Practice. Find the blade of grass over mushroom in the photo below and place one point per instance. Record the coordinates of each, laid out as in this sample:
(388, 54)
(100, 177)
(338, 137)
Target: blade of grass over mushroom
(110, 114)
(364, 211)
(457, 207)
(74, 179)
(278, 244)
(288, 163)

- AIM OF THE EXERCISE
Copy out each entry precisely. Leave nothing out.

- ANSWER FOR THIS EXERCISE
Practice. Find the blade of grass over mushroom in the photo below and place one point per instance. Record the coordinates of each, laid out as in this sample:
(388, 54)
(100, 177)
(338, 137)
Target: blade of grass over mushroom
(110, 114)
(364, 211)
(457, 207)
(74, 179)
(278, 244)
(288, 163)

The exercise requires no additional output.